The question suggested by the text is, Can we see? Were we made to see? Is all else related by law of adaptation to man on this earth save God Himself who made the earth and man? It is vision that decides our scale in this world, and our honour and glory in the world to come. For ages men have believed that they were made to see and know God in His works and in His Word; that we have not only eyes, but objects; that we can hold intercourse with God–love Him, trust Him, and pray to Him. The peril of our age is no new peril. Materialism is as old as Sadducean Judaism. This is the great vital difference in men–vision. This it is that decides their principles, their ethics, their characters.


I.
Materialistic ideas of life blind us to the true vision. We are in a world of material things. But we, Christians, build temples to the invisible Lord. We seek and we worship a Saviour whom, not having seen, we love. We judge morality to be more than utility. We walk by faith, not by sight. There is no true vision without the inspiration of the Holy Ghost.


II.
Christ is the revealer of life and immortality. These words contain two distinct truths. Life is the spiritual view of all things. Immortality is life in Christ beyond the grave.


III.
Character is decided by our visions of truth. The right life comes from the right thought. If my life is to be redeemed and moulded by Divine influences, then my vision is all in all to me.


IV.
Perishing is seen in this present life. Men do perish! Compared with what you might be, you are now perishing. Woe to that nation that has no eye to see the face of God in Christ! (W. M. Statham.)

The beneficent influence of heavenly visions

Man has spiritual wants as well as bodily wants, and he must have spiritual things to satisfy them. Temporal and visible things meet and satisfy all the wants of the body, but the soul must receive its sustenance from the invisible and the eternal. The spiritual world is a fact to the senses of the soul as truly as the material world is a fact to the bodily senses. Visions are as necessary for the soul as food for the body, and so heavenly visions were not Gods gifts to one nation and for a limited time, but are to all countries and for all times. Godly men in our days are having visions exactly in the same sense as the seers and prophets of old; the difference is in degree, not in kind. But a distinction must be made between the seer in the highest sense and seers in a general sense. God inspires and gives special visions to a chosen few in different ages and countries. Note the powers of inward vision to which we give the names of insight and intuition–insight into human character, intuition of Divine principles–clear knowledge of what man is and how God will act. The original meaning of the word saw, is to cleave, or split; then to see into, to see through, to get down beneath the surface of things and discover their real nature. What characterises the bulk of Hebrew visions is penetrativeness. All the seers of the world are hard workers, and are active in their visions. Sometimes the seer does valuable service to the world by rediscovering some great revealed truth which had been hidden by the accretion of ages of erroneous human ideas and creeds. Luther was such an one. And we are to thank Heaven for seers like Carlyle, Ruskin, Beecher, Browning, and Tennyson, who fearlessly cleave old customs, shams, conventionalisms, dogmas, and creeds, and proclaim to the world, like the prophets of old, eternal and unchangeable truths. Note the mighty influence of heavenly visions on the world. What would have been the moral condition of the world if God had given no visions to holy and inspired men?

○ ○ ○ ○ ○

* [To-do list]
**A)** Answer these from the passage on spiritual vision:
(i) What does it say materialism is as old as?
(ii) Who is called the revealer of life and immortality?
(iii) What does it give as the original meaning of the word "saw"?
**B)** Carry on the passage on spiritual vision from its last sentence.
The data that follows has nothing to do with the passage on spiritual vision.

* [Listed entries]
○ ○ ○ ○ ○

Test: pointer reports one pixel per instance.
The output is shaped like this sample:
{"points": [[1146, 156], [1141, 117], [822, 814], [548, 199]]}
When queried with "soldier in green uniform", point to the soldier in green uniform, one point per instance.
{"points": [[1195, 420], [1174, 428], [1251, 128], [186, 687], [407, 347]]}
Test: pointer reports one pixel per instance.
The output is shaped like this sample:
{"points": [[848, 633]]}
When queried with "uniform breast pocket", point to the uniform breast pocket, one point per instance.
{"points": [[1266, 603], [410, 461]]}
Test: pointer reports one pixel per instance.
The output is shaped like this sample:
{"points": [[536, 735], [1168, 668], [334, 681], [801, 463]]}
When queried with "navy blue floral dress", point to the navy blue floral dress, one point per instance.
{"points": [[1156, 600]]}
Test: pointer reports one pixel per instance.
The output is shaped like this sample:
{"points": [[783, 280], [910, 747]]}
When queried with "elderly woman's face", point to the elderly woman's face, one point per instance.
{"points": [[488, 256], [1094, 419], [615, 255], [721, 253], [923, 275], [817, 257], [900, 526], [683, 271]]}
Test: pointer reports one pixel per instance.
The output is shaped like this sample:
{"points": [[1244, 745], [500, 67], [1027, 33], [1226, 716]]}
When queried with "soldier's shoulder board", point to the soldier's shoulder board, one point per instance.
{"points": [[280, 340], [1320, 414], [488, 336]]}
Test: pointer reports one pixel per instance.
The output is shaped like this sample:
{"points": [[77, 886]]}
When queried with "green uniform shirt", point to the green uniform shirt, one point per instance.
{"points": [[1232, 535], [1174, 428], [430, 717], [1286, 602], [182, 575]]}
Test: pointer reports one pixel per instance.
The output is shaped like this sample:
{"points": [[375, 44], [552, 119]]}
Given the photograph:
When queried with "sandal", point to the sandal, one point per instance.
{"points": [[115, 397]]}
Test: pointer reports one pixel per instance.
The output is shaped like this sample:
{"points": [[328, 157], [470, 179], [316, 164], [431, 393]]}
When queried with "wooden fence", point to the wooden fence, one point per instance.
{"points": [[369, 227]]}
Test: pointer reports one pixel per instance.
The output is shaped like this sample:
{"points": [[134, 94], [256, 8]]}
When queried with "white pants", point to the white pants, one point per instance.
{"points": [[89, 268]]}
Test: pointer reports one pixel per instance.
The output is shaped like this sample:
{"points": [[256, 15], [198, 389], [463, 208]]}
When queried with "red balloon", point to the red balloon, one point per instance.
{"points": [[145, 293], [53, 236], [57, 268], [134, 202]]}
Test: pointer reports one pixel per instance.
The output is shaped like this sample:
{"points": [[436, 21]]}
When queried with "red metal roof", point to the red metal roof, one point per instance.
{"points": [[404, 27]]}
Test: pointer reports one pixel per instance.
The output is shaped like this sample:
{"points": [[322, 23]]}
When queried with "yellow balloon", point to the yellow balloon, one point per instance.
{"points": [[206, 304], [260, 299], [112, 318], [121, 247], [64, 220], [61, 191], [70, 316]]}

○ ○ ○ ○ ○

* [Task-by-task results]
**A)**
(i) Sadducean Judaism
(ii) Christ
(iii) To cleave, or split

**B)**
I.
The restraining power of visions. In the days of Samuel there was no open vision. God mercifully raised him up, and gave him visions to enable him to check and restrain the ungodliness of his age. Our great want is more men of visions as political and social reformers and preachers.


II.
The sustaining power of visions. Men are sure to perish socially and spiritually if God does not mercifully grant them visions.


III.
The ennobling influence of visions upon mens characters. The tendency of Gods visions to men is to purify their thoughts, to elevate their spirits, to ennoble their characters. The objective in the visions gradually becomes subjective, as a part of the character. But you are not to expect these heavenly visions by sleeping and dreaming, but by holy meditation, fervent prayer, and strenuous effort to live the life of the Son of God.


IV.
The blessedness of obedience to the heavenly visions. If we would know the highest joy of visions, we must obey them. (Z. Mather.)

Ideals

Man talks to God; that is prayer. God talks with man; that is inspiration. According to the sensational philosophy there is no vision, there is no invisible world, or at least we cannot know it directly and immediately. This takes all the glory out of life. Take out from man the power of perceiving the invisible and the eternal, and all life loses its life. God is no longer a Divine reality. He is only an opinion. The same philosophy which robs the universe of its God robs man of his soul. This philosophy is equally fatal to morals. There are no longer any great, eternal, immutable laws. Take vision out of religion, what have you left? You had a Church of Christ, now you have a Society of Ethical Culture.


I.
Ideals are realities. What we call ideals are not conceptions we have created; they are realities we have discovered. The great laws of nature are not created by the scientists. They only formulate and express the laws of nature. The laws of harmony are eternal; and when the musician finds a new harmony, he finds what was before. In the ethical realm, the great laws of righteousness are not created; they are eternal. Moses did not make them, he only found forms in which to state them. God is not a thesis, an opinion, a theory, a supposition, created to account for phenomena; He is the great underlying reality of which all phenomena are the manifestation.


II.
Imagination is seeing. Science owes its progress to this power of vision. All the greatest men of science first saw dimly and imperfectly the invisible realities, then followed, tested, and tried their visions, and proved the reality of them. The great seers and prophets of all time have not been men who have created thoughts to inspire us; they have been men with eyes that saw, and they have helped also to see.


III.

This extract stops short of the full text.